## [REQUEST 1]
Answer these questions from the passage on in situ combustion, one per line:
(a) Since which decade has research on fire-drive mechanisms been extensively conducted?
(b) In what year did the Liaohe oil field begin fire flooding application tests in block D?
(c) Which two techniques did Pan et al. use to analyze asphaltenes precipitated from crude oils?
## [REQUEST 2]
Show every line of the listing that contains the string "silver". Case counts.
— Begin GIVEN PASSAGE —
In situ Combustion (ISC) [1,2,3] is a heavy oil production method that has seen significant experimental breakthroughs. The ISC method heats the oil layer by combusting heavy components, resulting in a series of temperature zones within the formation that decrease from high to low [4,5]. Research on fire-drive mechanisms has been extensively conducted since the 1960s [6,7]. Field tests have yielded positive results, thereby establishing a relatively comprehensive supporting technology. Recent research has predominantly concentrated on the attributes of reservoir zones in high-temperature fire flooding [8], the kinetics of crude oil oxidation at elevated temperatures [9], the procedure and oxidation characteristics of coke deposition [10,11], and the examination of well patterns in high-temperature fire flooding [12]. The oxidation characteristics of oxygen and crude oil exhibit significant variations across different temperature zones [8]. Techniques such as Thermogravimetric Analysis (TG) [13], Differential Scanning Calorimetry (DSC) [14], and Pseudo-component Preparation [15] are commonly used to scrutinize the oxidation characteristics of heavy oil. China has undertaken successive fire-flooding pilot tests in various oil fields [16,17,18]. Notably, the Liaohe oil field commenced fire flooding application tests in block D in 2005. The Liaohe D block, situated southwest of the Shuguang oilfield, is part of the middle section of the western depression oblique slope within the Liaohe Depression Basin’s western depression basin. The crude oil in this block is a typical thin interlayer ordinary heavy oil reservoir, with typical lake sedimentation and delta sedimentation characteristics. Liao et al. [19] investigated the pyrolysis of Liaohe crude oil and tar sand bitumens utilizing gold tubes. Pan et al. [20] performed a quantitative analysis of asphaltenes precipitated from crude oils of varying biodegradation degrees using Py-GC and THM-GC techniques. It was found that heavily biodegradable Liaohe crude oil began to thermally decompose at lower temperatures, preferentially cracking out hydrogen components such as normal and branched alkanes.
— End GIVEN PASSAGE —
— Begin RECORDS FOR THE TASK —
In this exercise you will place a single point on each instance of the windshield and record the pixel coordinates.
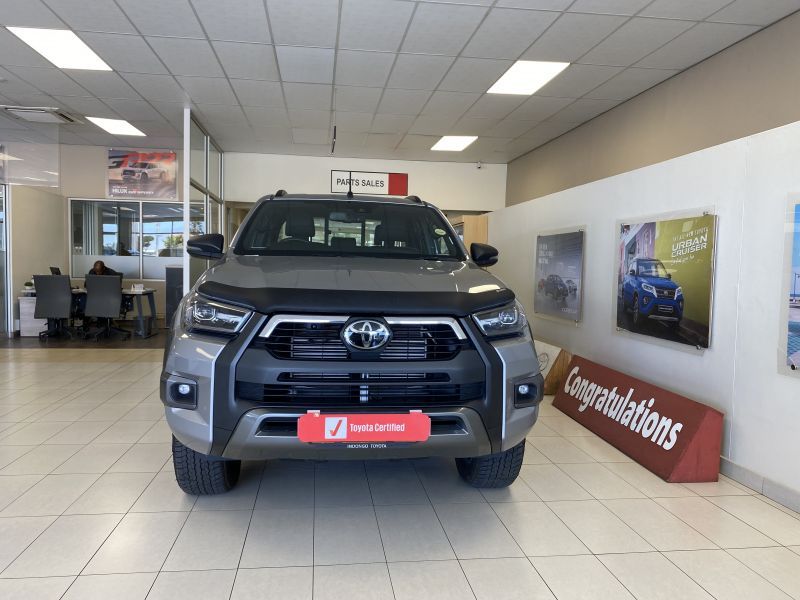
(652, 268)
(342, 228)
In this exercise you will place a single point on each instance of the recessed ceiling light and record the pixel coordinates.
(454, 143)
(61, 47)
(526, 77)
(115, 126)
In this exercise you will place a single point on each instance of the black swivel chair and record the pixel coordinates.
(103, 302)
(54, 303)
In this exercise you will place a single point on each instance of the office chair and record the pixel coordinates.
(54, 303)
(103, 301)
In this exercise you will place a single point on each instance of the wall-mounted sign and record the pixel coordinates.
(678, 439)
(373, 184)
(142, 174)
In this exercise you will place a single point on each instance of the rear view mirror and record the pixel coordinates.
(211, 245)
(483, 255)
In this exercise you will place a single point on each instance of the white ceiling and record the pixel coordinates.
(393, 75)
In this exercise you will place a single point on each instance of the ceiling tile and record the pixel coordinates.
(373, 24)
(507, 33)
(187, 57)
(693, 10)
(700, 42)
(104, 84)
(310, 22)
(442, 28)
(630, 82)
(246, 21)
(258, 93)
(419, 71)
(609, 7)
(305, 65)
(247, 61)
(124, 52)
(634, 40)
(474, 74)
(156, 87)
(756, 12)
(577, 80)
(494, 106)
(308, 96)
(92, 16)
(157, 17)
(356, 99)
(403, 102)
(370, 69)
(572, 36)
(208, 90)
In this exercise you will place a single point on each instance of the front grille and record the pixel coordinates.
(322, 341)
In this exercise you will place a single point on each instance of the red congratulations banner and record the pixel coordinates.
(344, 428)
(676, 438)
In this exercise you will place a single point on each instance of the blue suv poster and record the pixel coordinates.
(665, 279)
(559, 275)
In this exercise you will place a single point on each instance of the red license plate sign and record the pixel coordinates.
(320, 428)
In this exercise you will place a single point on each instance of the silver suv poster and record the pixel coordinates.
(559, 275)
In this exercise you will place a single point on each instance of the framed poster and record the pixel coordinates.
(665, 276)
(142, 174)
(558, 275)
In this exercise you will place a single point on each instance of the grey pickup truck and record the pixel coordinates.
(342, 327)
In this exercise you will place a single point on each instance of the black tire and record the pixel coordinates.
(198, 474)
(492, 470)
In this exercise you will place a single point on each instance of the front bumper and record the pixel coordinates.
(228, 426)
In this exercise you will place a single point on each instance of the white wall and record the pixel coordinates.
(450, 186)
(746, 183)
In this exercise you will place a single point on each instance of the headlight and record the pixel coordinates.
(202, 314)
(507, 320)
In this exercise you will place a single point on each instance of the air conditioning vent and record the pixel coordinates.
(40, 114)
— End RECORDS FOR THE TASK —
— Begin RECORDS FOR THE TASK —
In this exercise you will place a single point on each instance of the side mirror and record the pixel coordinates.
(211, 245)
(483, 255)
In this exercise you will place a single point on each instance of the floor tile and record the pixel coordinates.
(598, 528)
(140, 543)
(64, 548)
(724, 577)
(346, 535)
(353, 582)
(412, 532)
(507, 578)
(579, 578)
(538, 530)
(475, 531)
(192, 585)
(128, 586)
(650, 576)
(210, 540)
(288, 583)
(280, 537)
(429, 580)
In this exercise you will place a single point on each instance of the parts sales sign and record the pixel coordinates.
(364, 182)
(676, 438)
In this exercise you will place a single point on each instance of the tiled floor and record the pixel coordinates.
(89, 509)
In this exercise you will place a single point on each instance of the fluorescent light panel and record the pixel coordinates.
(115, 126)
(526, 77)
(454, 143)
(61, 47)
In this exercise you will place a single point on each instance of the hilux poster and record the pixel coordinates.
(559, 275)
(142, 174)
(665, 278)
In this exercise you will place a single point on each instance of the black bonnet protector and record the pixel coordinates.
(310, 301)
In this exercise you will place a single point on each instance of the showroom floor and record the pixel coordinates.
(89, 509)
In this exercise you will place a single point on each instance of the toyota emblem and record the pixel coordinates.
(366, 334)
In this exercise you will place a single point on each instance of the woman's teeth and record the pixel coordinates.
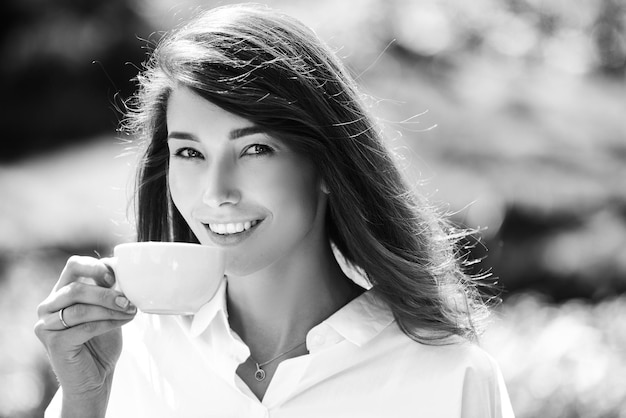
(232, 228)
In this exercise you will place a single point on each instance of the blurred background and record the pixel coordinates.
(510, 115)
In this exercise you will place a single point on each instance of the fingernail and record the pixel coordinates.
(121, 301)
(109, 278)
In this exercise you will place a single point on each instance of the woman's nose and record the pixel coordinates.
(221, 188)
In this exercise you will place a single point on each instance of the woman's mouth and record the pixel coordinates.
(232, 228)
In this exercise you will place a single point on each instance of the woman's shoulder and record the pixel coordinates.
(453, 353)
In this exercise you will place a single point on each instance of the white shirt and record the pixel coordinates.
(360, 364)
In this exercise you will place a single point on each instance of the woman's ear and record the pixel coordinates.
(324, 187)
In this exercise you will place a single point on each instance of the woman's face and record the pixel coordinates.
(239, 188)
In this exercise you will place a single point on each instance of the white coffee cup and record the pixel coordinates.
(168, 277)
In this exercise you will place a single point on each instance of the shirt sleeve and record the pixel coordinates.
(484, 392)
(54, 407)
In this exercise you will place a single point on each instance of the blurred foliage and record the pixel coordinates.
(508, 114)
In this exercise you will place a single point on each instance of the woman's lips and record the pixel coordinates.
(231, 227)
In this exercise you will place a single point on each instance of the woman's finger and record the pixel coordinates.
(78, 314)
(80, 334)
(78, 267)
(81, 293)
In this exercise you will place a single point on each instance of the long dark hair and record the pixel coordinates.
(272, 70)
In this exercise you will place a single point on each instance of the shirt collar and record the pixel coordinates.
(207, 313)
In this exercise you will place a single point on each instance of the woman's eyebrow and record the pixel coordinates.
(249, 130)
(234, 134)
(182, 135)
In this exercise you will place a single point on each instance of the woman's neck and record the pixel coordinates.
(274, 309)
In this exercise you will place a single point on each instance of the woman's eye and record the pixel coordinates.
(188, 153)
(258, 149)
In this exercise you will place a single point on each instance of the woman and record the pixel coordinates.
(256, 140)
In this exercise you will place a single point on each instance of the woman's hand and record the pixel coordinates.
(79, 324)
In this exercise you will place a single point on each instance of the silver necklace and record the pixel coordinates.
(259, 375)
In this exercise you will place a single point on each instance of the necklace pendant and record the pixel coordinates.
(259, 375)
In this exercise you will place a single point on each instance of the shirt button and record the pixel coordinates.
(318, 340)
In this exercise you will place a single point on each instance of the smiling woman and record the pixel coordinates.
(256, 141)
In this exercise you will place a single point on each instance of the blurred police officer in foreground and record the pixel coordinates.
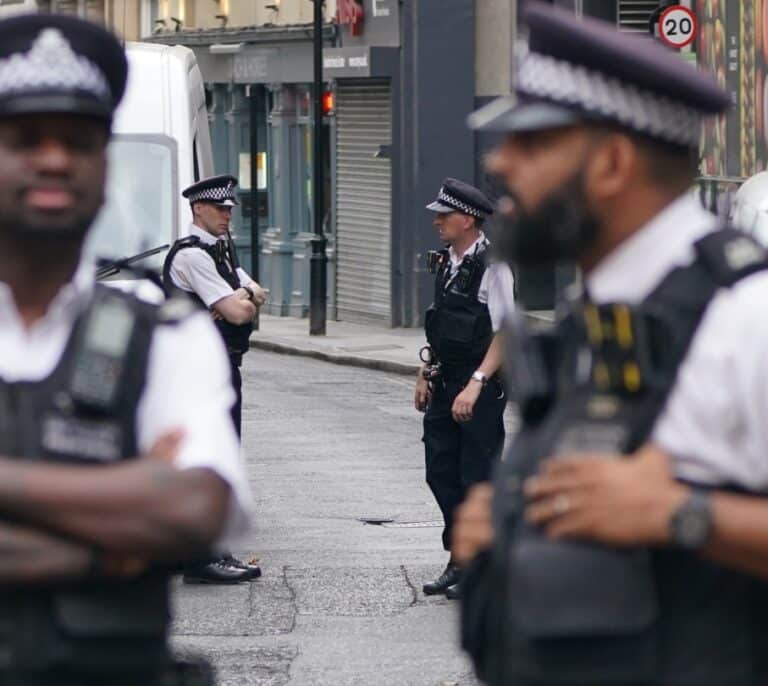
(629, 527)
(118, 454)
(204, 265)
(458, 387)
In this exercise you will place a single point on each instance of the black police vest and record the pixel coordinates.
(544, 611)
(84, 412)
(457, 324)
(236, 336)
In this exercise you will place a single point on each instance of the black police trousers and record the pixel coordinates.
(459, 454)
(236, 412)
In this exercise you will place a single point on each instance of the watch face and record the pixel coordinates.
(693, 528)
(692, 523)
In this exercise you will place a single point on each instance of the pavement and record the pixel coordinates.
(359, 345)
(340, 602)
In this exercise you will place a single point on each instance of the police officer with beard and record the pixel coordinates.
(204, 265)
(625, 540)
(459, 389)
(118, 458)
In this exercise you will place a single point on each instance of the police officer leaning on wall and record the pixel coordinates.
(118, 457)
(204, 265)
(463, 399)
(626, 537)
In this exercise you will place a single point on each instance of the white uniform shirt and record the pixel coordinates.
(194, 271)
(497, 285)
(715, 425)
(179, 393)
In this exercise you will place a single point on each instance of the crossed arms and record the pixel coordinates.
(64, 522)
— End RECORDS FOR THE TASK —
— Begin RECORDS FOR THE TASK —
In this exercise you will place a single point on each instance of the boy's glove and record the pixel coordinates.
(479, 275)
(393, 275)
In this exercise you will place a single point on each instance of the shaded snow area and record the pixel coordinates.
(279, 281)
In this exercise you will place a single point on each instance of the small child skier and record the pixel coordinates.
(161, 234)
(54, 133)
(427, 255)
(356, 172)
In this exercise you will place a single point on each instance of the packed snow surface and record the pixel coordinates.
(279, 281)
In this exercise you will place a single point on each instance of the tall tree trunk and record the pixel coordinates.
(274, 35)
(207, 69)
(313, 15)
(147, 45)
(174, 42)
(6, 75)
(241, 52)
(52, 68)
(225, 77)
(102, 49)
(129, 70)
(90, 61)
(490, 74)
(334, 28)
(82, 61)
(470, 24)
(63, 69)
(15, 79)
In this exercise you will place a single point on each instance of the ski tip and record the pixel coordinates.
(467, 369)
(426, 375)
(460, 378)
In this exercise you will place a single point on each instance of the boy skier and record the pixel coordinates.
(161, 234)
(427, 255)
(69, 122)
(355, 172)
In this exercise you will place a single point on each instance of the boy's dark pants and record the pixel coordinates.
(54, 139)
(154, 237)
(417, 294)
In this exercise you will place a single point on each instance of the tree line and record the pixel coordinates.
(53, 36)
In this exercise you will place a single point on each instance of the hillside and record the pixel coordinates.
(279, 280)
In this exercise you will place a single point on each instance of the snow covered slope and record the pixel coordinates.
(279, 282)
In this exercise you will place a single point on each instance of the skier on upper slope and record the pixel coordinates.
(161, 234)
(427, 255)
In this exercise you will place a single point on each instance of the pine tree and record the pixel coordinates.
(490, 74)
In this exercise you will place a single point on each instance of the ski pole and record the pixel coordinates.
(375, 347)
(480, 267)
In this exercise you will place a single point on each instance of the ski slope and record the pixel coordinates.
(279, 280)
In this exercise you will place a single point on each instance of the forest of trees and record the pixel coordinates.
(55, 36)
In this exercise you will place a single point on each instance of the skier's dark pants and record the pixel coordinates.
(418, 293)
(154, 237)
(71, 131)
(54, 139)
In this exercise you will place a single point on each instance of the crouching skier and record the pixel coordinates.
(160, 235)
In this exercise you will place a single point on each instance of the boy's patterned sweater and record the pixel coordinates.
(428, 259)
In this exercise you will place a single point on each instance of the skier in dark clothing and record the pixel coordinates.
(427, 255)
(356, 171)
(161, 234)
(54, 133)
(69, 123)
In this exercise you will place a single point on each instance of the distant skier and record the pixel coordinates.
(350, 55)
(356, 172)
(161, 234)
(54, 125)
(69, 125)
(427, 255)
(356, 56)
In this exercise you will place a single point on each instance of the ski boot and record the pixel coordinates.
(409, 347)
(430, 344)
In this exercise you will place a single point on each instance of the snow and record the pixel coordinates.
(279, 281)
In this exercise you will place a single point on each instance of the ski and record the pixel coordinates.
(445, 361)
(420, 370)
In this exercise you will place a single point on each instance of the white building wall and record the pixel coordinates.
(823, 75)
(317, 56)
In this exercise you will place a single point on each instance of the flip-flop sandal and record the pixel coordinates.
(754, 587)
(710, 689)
— End RECORDS FOR THE TASK —
## [FINISHED ANSWER 1]
(a) The 1960s
(b) 2005
(c) Py-GC and THM-GC

## [FINISHED ANSWER 2]
In this exercise you will place a single point on each instance of the silver suv poster and record the pixel coordinates.
In this exercise you will place a single point on each instance of the silver necklace and record the pixel coordinates.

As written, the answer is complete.